_WRITTEN EXERCISE_. Rewrite the items below with "chicken chunk" changed to "piece of chicken" and everything else left the same. Omit the pictures from your answer.

_LISTING_.
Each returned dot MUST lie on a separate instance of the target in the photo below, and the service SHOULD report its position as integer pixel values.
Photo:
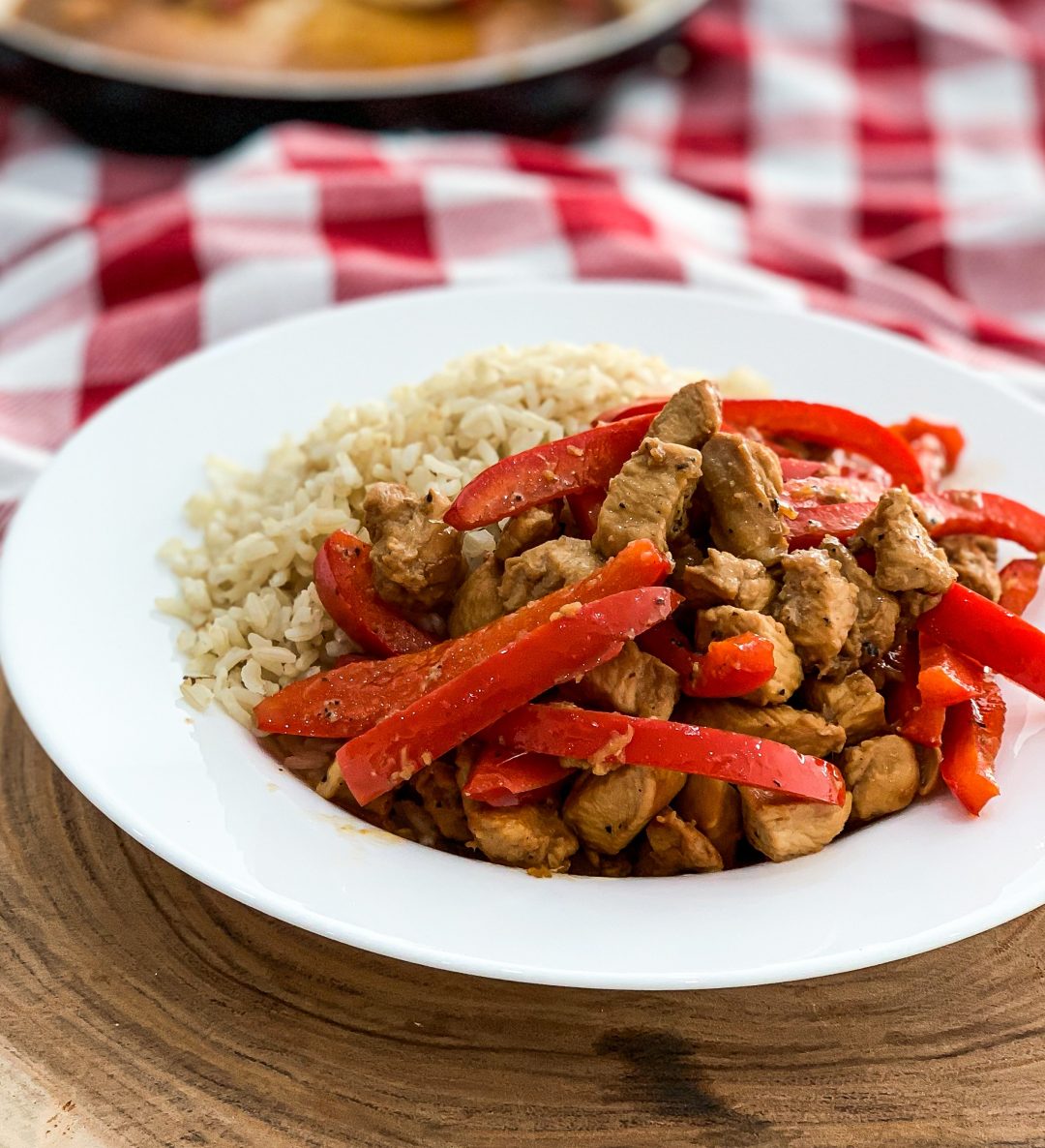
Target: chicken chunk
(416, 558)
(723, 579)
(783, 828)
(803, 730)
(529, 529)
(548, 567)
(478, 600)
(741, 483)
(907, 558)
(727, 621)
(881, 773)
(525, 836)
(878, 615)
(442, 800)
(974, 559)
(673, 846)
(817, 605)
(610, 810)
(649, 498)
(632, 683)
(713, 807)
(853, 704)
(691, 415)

_RESPONSE_.
Each returned dot MUST lie on a separate instance of the target in the photo below, and the service SHOULD report its position as integer pixel values.
Photo:
Target: piece of chicken
(416, 558)
(723, 579)
(783, 828)
(803, 730)
(529, 529)
(548, 567)
(478, 600)
(741, 483)
(907, 558)
(727, 621)
(881, 773)
(525, 836)
(878, 615)
(442, 800)
(974, 559)
(673, 846)
(817, 605)
(610, 810)
(649, 498)
(632, 683)
(713, 807)
(853, 704)
(691, 415)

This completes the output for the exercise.